=== EXERCISE DIRECTIONS ===
Carry none of the pictures over; write out the complete data exactly.

=== EXTRACTED INFORMATION ===
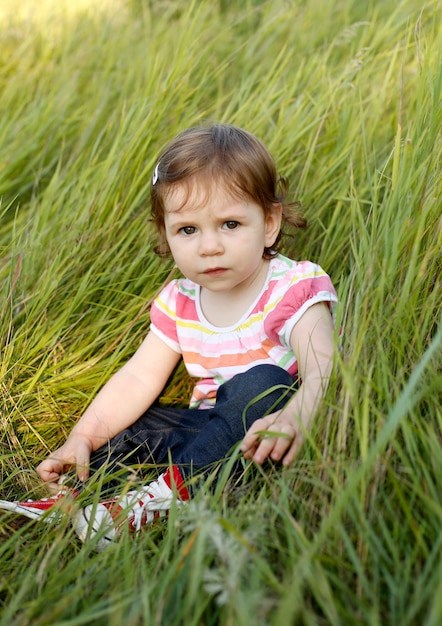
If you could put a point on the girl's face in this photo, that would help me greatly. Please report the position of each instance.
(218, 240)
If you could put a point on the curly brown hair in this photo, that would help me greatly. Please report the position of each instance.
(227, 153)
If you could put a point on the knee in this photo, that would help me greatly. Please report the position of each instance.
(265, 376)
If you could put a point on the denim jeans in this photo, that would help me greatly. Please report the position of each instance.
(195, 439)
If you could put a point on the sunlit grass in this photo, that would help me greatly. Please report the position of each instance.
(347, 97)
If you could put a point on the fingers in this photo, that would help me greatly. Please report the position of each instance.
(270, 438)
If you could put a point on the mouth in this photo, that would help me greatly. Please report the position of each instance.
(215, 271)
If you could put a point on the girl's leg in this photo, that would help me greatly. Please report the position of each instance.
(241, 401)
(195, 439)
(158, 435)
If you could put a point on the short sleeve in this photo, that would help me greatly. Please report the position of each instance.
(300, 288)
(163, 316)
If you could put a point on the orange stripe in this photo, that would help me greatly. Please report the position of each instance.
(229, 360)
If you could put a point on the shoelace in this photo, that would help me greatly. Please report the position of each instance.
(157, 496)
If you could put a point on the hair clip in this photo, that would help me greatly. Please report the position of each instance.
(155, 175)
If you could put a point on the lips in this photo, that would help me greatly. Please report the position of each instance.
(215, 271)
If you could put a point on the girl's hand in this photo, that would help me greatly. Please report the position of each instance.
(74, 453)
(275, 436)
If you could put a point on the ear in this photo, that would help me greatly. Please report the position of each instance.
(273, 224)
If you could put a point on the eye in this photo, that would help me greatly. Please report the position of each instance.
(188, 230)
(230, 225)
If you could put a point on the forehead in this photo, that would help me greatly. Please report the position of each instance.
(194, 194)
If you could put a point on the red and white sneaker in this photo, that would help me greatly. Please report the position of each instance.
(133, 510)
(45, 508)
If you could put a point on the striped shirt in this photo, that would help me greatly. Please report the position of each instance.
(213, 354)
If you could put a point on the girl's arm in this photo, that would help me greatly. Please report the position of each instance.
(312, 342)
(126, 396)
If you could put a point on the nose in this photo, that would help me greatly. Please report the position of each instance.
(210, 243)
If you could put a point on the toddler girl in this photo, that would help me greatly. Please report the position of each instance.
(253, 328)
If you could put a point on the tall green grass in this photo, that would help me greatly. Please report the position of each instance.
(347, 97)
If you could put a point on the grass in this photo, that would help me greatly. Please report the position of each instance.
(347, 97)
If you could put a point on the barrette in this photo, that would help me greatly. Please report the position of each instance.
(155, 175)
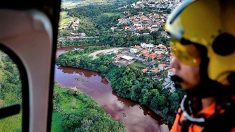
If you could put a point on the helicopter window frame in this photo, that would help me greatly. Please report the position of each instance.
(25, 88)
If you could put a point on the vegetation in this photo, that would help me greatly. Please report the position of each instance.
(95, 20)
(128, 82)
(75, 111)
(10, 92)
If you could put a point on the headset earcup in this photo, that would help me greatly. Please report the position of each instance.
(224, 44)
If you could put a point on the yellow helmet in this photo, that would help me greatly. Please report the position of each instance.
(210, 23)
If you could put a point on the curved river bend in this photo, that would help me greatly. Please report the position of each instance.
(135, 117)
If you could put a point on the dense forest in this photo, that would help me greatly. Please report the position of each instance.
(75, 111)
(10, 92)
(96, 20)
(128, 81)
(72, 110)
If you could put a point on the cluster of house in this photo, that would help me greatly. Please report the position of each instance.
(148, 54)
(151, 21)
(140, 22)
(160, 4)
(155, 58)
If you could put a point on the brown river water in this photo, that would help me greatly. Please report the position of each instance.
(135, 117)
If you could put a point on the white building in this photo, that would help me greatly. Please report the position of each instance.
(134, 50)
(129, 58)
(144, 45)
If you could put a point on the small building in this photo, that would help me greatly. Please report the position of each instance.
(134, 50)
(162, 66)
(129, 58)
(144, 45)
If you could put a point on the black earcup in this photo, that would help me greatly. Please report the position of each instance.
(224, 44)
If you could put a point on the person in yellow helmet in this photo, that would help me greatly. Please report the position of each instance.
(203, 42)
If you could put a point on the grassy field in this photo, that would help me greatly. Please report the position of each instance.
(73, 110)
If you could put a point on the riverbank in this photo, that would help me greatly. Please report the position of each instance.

=== RESPONSE ===
If you could put a point on the girl's face in this photo, that would help me greatly. Please report the position of each instance.
(218, 240)
If you could put a point on the curly brown hair in this photo, that would help me greatly. Please report the position of each instance.
(227, 153)
If you could put a point on the knee in this photo, that would help me greatly. Please report the position of each instance.
(265, 376)
If you could put a point on the denim jeans in this photo, that would help me greatly. Please report the position of each instance.
(195, 439)
If you could put a point on the sunlit grass in this photo, that would help me greatly. Please report the position of each instance.
(347, 97)
If you could put a point on the fingers in this photo, that would help me greatly. Please report the position of each instance.
(270, 438)
If you could put a point on the mouth in this photo, that would help me greatly. Please report the position of each instance.
(215, 271)
If you could put a point on the girl's leg in this photo, that would help me greatly. Please report the position of each instance.
(241, 401)
(195, 439)
(158, 435)
If you could put a point on the short sleeve in this photo, that would help me greatly. Please report the position of each instance.
(300, 288)
(163, 316)
If you could put a point on the orange stripe in this photo, that would help me greatly. Please report the position of each instance.
(229, 360)
If you could put a point on the shoelace in this photo, that would help me greatly. Please report the position of each instance.
(157, 496)
If you could put a point on the hair clip in this photo, that would help me greatly. Please report the position of each instance.
(155, 175)
If you could put a point on the lips in this photo, that would help me greatly. Please report the position of each instance.
(215, 271)
If you could put a point on the girl's hand in this photo, that would help me greatly. Please report the position of each instance.
(74, 453)
(275, 436)
If you could put a point on the ear in this photo, that would help me greatly. Please report the position of each instance.
(273, 224)
If you could put a point on the eye in this photo, that would help me greatly. Please report the position of each instance.
(188, 230)
(230, 225)
If you could put a point on the forehead in this photo, that would help me greatly. Please report the position of each instance.
(194, 194)
If you could put a point on the red and white sneaker in this photo, that would help me greatly. Please report the position of each instance.
(133, 510)
(45, 508)
If you could put a point on the striped shirt in this photo, that would help me greatly. Please report the position of each instance.
(213, 354)
If you could put a point on the girl's arm in this photo, that would help me greatly. Please report the position of each instance.
(312, 342)
(126, 396)
If you could put a point on the nose in this photo, that would help me greatly. Please report the position of each instance.
(210, 243)
If you could put a point on the toddler girl in this photo, that would help me greatly. Please report the position of each instance.
(253, 328)
If you could put a point on the tall green grass in this photo, that would help me greatly. Please report the position of each instance.
(347, 97)
If you could put a point on the grass in this photo, that would help me greatly. Please report the position of each instance.
(347, 97)
If you could put a point on the barrette in this photo, that would help me greatly. Please report the position of each instance.
(155, 175)
If you could put a point on the helicopter window frame in this photo, that would help me greatly. Please report the position of each instance.
(25, 88)
If you could put a point on the vegetation in this photo, that would help me greatly. Please report the position of each instance.
(95, 20)
(128, 82)
(75, 111)
(10, 92)
If you could put a point on the headset earcup in this photo, that would help me greatly. Please report the position of each instance.
(224, 44)
If you could put a point on the yellow helmet in this photo, that would help me greatly. Please report the position of each instance.
(210, 23)
If you could put a point on the curved river bend in this photo, that would help me greatly. Please report the position of each instance.
(135, 117)
If you could put a point on the dense forest in this photo, that would help me greatly. Please report the position of each instance.
(75, 111)
(10, 92)
(96, 20)
(128, 81)
(72, 110)
If you could put a point on the cluster of house in this photo, that would help me greatly. Please report the position of each instance.
(148, 54)
(151, 21)
(140, 22)
(160, 4)
(155, 58)
If you could put a point on the brown river water in this photo, that would help me greatly. Please report the position of each instance.
(135, 117)
If you could put a point on the white building in this photo, that would help me greatly. Please report the position of each instance.
(134, 50)
(129, 58)
(144, 45)
If you could put a point on the small building in this photo, that would help me greatly. Please report the position of each instance.
(134, 50)
(162, 66)
(129, 58)
(144, 45)
If you could put a point on the black earcup in this photo, that would help me greatly. Please report the position of each instance.
(224, 44)
If you could put a point on the person in yellow helmet in this photo, that would help me greatly. Please report the position of each instance.
(203, 42)
If you could put a point on the grassy field in this photo, that would help me greatly. Please report the position of each instance.
(73, 110)
If you could put a point on the riverbank in this photo, that would help me greatly. Please report the position of each instance.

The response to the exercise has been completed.